▸ **Stored data entries**
[BEGIN]
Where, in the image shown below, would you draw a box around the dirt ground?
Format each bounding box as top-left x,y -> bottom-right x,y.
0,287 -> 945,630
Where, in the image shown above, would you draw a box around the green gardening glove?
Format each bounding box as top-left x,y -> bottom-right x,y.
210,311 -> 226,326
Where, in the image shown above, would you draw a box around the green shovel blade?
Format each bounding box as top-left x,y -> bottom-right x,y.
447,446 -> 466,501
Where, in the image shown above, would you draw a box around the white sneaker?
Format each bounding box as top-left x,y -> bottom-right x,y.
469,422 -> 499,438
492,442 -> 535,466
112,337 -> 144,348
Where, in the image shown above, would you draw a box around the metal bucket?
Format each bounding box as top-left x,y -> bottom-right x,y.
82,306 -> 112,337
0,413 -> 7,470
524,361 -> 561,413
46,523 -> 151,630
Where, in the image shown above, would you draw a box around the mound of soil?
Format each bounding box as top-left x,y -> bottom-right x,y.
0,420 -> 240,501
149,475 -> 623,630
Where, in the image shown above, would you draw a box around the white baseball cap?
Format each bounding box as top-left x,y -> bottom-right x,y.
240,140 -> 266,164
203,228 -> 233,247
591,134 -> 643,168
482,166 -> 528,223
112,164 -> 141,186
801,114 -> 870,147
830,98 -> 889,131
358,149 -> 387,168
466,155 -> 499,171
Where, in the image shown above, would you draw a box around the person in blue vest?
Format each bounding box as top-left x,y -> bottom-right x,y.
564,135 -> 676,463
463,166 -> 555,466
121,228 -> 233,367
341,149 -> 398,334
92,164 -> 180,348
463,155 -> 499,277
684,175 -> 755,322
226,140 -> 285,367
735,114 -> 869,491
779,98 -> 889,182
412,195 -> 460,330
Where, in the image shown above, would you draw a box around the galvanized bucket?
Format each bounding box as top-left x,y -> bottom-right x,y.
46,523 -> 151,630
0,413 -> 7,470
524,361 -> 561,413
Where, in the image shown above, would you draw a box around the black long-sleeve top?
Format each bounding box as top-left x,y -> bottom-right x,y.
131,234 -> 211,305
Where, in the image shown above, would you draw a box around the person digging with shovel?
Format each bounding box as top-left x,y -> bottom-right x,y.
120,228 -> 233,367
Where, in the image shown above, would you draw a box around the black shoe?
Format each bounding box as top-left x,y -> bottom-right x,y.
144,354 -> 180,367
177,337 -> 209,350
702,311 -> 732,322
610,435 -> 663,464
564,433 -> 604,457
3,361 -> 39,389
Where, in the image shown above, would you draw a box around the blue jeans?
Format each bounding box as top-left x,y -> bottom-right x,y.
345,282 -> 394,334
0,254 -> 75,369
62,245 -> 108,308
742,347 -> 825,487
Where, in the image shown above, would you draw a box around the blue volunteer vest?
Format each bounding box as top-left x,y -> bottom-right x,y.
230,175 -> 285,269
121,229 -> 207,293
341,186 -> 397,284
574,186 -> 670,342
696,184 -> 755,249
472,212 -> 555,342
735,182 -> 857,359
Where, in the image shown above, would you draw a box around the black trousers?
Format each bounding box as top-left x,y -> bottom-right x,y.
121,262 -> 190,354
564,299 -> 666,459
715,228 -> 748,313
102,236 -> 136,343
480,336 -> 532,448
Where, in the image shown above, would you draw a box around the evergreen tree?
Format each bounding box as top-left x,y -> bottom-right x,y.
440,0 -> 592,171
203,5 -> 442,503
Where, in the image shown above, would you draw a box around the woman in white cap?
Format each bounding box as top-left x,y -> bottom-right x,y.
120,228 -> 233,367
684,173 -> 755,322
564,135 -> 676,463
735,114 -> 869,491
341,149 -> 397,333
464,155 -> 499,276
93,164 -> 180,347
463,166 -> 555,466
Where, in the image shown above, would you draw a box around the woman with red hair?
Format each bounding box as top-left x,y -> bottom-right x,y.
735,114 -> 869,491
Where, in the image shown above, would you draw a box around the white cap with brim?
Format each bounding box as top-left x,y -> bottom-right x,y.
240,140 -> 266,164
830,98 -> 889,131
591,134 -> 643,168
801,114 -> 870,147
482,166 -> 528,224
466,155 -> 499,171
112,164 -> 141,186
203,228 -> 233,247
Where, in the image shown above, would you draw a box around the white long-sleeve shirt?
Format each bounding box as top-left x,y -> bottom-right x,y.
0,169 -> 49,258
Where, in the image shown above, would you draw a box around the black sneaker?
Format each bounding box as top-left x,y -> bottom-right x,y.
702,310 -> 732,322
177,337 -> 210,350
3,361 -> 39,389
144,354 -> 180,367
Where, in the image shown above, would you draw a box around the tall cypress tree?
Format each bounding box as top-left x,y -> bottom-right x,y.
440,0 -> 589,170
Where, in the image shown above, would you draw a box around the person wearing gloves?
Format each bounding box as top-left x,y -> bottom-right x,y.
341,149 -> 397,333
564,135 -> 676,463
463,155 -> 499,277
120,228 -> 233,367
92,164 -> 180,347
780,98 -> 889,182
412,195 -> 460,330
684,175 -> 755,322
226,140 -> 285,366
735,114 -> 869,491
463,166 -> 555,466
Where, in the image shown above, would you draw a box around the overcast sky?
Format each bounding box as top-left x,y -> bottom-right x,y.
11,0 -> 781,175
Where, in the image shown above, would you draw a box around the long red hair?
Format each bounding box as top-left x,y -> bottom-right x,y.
[END]
▸ **Your goal**
Please quote every line of the data above word for word, from the first line to the last.

▸ **Answer in full**
Where, in the image shown below, would you draw a box around the dirt ground?
Format each bounding box as top-left x,y -> bottom-right x,y.
0,287 -> 945,630
Where, in the image shown above, would you draw a box around the green gardening glove?
Format each bounding box as top-left x,y -> bottom-right x,y.
210,311 -> 226,326
Where, in the image shown above, would you draw a box around the green shovel blade?
Format each bounding box as top-left x,y -> bottom-right x,y.
447,446 -> 466,501
Where, in the image shown above, would you draw a box around the white sneaker?
Format each bounding box as top-left x,y -> bottom-right x,y.
469,422 -> 499,438
492,442 -> 535,466
112,337 -> 144,348
Where, in the image shown above, would you draw a box around the metal bucket?
Format each bounding box as top-left x,y -> bottom-right x,y.
82,306 -> 112,337
0,413 -> 7,470
524,361 -> 561,413
46,523 -> 151,630
Where, in the image shown above, would you draw a box around the mound of soil?
Format each bounding box as top-left x,y -> bottom-right x,y.
0,420 -> 240,501
149,475 -> 623,630
Where, in the image shown above, would you draw a box around the white baseball cap?
Format each bounding box as top-left x,y -> bottom-right x,y.
240,140 -> 266,164
203,228 -> 233,247
591,134 -> 643,168
482,166 -> 528,223
112,164 -> 141,186
801,114 -> 870,147
830,98 -> 889,131
358,149 -> 387,168
466,155 -> 499,171
Where, in the image shown above, would you draw a box around the person in blue vest?
Format each bounding box as top-left x,y -> bottom-right x,y.
564,135 -> 676,463
463,166 -> 555,466
121,228 -> 233,367
341,149 -> 398,334
92,164 -> 180,348
463,155 -> 499,277
684,175 -> 755,322
226,140 -> 285,367
735,114 -> 869,491
779,98 -> 889,182
412,195 -> 460,330
Where, in the image shown above, would you draw a box around the galvanized bucket?
Format each bounding box as top-left x,y -> bottom-right x,y.
46,523 -> 151,630
0,413 -> 7,470
524,361 -> 561,413
Where, in the image shown above, would you draw a box around the black long-sleeve top?
Format each bounding box as top-left x,y -> bottom-right x,y.
131,234 -> 211,305
Where, in the image shown above, would you draw a box around the person digging with shovel?
Format each bounding box as top-left x,y -> bottom-right x,y.
120,228 -> 233,367
Where, in the image shown above, would you draw a box around the black shoe?
Format each bounding box as top-left x,y -> bottom-right x,y.
144,354 -> 180,367
177,337 -> 209,350
702,311 -> 732,322
610,435 -> 663,464
564,433 -> 604,457
3,361 -> 39,389
Where, in the image shown above, would you draw a box around the blue jeans?
Format each bounding box as top-left x,y -> bottom-right x,y.
345,282 -> 394,334
0,254 -> 75,369
62,245 -> 108,308
742,347 -> 825,487
Where, in the image shown above, would you draw a box around the blue volunteer vest?
Format each bounding box as top-left x,y -> bottom-right x,y.
230,175 -> 285,269
121,229 -> 207,293
341,186 -> 397,284
574,186 -> 670,342
696,184 -> 755,249
472,212 -> 555,342
735,182 -> 857,359
Where, in the image shown above, would you draw a box around the black trousers?
Format each bounding box as top-left x,y -> bottom-right x,y.
121,262 -> 190,354
564,299 -> 666,459
715,228 -> 748,313
102,236 -> 136,343
480,336 -> 532,448
Where, in the image shown above, would you draw a box around the evergreen tree?
Format each bounding box as top-left x,y -> bottom-right x,y.
440,0 -> 592,171
203,5 -> 442,503
Where, in the image shown above, would you draw a box around the woman in white cap?
Format each bounding box as top-left x,y -> bottom-right x,y.
120,228 -> 233,367
684,173 -> 755,322
564,135 -> 676,463
735,114 -> 869,491
341,149 -> 397,333
464,155 -> 499,276
93,164 -> 180,347
463,166 -> 555,466
Where, in the image shown above, would you draw a box around the woman with red hair?
Format each bounding box as top-left x,y -> bottom-right x,y.
735,114 -> 869,491
Where, in the image shown above, would you draw a box around the white cap with brim?
Format each bounding box as top-left x,y -> bottom-right x,y.
240,140 -> 266,164
830,98 -> 889,131
591,134 -> 643,168
801,114 -> 870,147
482,166 -> 528,224
466,155 -> 499,171
112,164 -> 141,186
203,228 -> 233,247
Where, in the image shown above, would you draw a box around the white long-sleeve shirt?
Format each bounding box as top-left x,y -> bottom-right x,y.
0,169 -> 49,258
Where, in the image shown above, would you draw a box around the black sneaker?
Format each bounding box as top-left x,y -> bottom-right x,y.
702,310 -> 732,322
177,337 -> 210,350
3,361 -> 39,389
144,354 -> 180,367
Where, in the image shown above, would you draw a box around the tall cypress tree?
Format each bounding box as top-left x,y -> bottom-right x,y.
440,0 -> 589,170
Where, in the image shown above, would you draw a box around the person wearing gloves?
Format each bounding box as top-left x,y -> bottom-right x,y.
341,149 -> 397,333
564,135 -> 676,463
463,155 -> 499,277
120,228 -> 233,367
92,164 -> 180,347
780,98 -> 889,182
412,195 -> 460,330
684,175 -> 755,322
226,140 -> 285,366
735,114 -> 869,491
463,166 -> 555,466
Where, in the image shown above, would you draw a box around the overcast sky?
Format each bounding box as top-left x,y -> bottom-right x,y.
11,0 -> 781,175
Where, in the image shown above, would you draw a box around the long red hair?
Format each bounding box as top-left x,y -> bottom-right x,y.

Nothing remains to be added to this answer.